» **INSTRUCTIONS FOR THE TASK**: Find the lines in the records below that contain "wooden", and report each of them.

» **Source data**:
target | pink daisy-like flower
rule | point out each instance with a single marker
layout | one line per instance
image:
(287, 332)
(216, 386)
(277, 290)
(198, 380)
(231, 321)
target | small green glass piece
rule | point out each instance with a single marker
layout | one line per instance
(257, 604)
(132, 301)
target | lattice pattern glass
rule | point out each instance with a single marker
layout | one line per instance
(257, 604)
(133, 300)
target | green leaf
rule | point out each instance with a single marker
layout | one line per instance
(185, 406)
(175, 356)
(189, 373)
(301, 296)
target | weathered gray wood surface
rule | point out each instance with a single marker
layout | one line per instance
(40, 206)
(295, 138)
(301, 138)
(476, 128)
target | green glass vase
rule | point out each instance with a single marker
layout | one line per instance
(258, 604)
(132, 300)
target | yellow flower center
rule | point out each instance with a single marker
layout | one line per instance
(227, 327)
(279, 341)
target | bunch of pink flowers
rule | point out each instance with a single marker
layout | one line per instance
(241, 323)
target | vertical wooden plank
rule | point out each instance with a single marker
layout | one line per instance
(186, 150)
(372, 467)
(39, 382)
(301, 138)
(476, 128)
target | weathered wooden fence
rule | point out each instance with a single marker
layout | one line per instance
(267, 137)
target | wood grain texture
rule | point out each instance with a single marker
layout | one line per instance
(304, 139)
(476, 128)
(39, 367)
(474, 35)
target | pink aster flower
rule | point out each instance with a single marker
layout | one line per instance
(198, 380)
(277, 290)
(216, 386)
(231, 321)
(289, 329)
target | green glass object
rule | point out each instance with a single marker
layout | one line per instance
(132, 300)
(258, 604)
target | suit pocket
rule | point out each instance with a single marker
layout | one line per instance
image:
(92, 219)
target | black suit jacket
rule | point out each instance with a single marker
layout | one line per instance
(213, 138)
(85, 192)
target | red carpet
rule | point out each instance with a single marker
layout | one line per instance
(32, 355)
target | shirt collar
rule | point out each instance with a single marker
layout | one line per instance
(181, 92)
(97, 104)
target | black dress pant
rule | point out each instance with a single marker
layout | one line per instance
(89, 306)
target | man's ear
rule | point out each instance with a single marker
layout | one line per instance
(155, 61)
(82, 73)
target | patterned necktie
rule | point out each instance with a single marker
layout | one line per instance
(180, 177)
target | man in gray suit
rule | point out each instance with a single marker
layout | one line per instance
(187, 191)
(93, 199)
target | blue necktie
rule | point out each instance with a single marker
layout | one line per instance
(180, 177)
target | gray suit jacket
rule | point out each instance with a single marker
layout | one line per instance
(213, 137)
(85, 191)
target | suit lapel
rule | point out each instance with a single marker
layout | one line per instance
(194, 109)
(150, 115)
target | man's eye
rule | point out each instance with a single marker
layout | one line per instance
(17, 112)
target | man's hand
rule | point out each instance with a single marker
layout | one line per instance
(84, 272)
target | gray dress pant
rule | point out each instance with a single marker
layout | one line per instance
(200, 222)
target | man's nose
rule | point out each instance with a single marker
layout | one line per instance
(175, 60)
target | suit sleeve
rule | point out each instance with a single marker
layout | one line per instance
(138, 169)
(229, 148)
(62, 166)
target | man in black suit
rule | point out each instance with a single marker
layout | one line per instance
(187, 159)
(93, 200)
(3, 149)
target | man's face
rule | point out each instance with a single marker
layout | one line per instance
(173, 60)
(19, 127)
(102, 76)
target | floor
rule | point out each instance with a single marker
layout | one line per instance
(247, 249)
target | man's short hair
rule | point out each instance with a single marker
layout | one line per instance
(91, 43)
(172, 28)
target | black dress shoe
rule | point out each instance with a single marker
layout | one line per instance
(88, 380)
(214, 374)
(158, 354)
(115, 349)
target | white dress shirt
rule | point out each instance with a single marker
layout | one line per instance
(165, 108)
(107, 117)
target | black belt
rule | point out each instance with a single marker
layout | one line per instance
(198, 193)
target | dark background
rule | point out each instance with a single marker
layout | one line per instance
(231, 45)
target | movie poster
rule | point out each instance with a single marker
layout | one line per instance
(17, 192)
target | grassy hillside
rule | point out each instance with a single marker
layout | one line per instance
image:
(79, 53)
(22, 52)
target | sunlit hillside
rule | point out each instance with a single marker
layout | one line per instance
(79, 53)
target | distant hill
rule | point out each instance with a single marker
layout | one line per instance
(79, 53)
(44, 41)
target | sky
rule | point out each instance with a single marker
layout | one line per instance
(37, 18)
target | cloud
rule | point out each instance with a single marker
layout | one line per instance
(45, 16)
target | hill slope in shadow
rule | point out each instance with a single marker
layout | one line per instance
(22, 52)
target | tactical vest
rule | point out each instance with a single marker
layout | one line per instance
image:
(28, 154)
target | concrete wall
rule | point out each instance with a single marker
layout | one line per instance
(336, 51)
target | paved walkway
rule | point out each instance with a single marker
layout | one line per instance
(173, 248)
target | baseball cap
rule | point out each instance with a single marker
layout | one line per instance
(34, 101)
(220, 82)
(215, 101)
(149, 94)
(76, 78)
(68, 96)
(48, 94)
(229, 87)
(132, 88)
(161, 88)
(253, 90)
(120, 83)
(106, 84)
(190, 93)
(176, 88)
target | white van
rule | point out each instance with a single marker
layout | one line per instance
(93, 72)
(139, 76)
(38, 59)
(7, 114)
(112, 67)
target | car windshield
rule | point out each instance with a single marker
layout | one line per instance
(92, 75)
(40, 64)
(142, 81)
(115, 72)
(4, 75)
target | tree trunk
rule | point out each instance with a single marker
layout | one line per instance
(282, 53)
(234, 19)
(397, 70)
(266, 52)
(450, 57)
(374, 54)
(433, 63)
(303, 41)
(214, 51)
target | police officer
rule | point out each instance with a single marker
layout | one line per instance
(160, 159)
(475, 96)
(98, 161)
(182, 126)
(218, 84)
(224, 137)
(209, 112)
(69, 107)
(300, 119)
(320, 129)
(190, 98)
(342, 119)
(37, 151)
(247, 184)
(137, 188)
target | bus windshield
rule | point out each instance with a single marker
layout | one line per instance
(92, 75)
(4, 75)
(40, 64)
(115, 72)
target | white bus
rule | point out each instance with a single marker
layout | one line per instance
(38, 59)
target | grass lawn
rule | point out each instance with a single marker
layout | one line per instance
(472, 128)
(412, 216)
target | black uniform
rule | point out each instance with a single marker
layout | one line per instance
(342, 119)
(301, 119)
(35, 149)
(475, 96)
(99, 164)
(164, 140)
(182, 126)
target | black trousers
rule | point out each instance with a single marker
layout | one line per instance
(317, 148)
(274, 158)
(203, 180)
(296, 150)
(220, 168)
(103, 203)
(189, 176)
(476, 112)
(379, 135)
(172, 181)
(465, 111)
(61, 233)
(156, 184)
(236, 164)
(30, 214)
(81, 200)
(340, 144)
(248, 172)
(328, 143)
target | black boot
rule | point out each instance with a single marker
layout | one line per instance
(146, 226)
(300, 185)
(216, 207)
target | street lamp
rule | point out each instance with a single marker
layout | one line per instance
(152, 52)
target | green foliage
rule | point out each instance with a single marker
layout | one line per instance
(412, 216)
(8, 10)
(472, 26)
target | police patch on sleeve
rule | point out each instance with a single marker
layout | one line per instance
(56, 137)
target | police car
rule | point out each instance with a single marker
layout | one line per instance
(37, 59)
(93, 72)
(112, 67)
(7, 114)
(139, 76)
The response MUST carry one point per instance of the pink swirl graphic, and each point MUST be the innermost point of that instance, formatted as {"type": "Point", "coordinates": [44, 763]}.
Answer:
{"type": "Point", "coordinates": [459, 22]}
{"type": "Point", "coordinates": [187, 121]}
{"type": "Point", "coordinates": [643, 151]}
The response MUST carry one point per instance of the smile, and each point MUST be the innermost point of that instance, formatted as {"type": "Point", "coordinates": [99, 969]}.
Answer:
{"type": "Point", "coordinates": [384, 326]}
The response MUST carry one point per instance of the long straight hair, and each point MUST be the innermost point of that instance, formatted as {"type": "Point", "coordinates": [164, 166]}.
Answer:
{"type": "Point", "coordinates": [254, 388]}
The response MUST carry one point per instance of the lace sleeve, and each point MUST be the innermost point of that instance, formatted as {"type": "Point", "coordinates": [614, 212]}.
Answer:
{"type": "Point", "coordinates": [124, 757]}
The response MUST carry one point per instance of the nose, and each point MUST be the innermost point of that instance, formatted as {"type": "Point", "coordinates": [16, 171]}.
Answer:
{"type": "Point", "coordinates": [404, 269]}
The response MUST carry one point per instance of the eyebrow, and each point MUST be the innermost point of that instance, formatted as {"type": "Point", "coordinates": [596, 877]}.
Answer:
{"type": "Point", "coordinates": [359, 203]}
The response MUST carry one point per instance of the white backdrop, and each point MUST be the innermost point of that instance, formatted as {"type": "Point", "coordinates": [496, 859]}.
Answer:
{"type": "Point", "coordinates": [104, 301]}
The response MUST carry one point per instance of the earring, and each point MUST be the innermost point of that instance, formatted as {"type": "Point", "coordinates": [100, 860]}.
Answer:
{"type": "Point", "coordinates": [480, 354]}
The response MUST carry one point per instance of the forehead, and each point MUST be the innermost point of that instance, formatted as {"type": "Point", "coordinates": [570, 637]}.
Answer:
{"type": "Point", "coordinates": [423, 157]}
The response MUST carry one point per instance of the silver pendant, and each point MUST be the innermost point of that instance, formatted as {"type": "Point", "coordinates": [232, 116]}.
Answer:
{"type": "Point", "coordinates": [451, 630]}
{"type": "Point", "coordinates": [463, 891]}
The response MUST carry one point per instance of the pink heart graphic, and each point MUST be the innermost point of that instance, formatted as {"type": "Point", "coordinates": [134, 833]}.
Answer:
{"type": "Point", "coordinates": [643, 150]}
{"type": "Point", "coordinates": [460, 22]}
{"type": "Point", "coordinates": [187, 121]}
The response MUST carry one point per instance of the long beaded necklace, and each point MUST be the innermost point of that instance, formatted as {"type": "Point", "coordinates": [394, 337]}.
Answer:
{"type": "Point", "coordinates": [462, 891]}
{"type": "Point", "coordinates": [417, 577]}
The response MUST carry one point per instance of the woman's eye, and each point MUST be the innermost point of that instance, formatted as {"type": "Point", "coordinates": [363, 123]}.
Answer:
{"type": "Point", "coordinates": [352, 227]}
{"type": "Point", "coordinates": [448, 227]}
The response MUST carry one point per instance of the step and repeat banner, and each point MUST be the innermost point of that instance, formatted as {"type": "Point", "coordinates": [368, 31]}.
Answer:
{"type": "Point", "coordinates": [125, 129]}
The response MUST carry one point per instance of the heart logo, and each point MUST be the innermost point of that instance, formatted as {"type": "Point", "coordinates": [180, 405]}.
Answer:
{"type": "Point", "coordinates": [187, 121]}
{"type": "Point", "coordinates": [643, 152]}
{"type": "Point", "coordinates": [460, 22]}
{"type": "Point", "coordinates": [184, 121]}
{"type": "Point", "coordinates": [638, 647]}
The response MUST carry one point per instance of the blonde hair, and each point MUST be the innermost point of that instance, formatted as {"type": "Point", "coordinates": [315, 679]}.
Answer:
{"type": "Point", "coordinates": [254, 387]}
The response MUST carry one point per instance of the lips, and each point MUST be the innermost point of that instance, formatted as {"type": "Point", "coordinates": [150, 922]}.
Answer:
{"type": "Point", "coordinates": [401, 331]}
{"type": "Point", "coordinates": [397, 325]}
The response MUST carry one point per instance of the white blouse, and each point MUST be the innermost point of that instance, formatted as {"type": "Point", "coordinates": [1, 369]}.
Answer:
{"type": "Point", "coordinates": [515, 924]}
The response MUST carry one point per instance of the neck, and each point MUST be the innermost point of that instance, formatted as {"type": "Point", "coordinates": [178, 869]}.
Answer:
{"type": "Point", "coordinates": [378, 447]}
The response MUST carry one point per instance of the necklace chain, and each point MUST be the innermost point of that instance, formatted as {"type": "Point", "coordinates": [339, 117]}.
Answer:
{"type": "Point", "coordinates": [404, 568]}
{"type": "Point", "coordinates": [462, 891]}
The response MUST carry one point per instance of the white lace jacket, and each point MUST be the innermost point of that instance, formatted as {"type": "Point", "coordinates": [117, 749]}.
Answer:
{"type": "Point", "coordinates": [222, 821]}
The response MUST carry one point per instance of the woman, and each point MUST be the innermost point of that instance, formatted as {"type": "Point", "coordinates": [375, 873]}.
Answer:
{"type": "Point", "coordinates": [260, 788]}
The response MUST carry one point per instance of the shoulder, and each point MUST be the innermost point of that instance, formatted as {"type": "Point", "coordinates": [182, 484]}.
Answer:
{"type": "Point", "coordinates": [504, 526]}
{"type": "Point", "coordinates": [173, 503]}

» **WRITTEN RESPONSE**:
target | vertical wooden plank
target | weathered wooden fence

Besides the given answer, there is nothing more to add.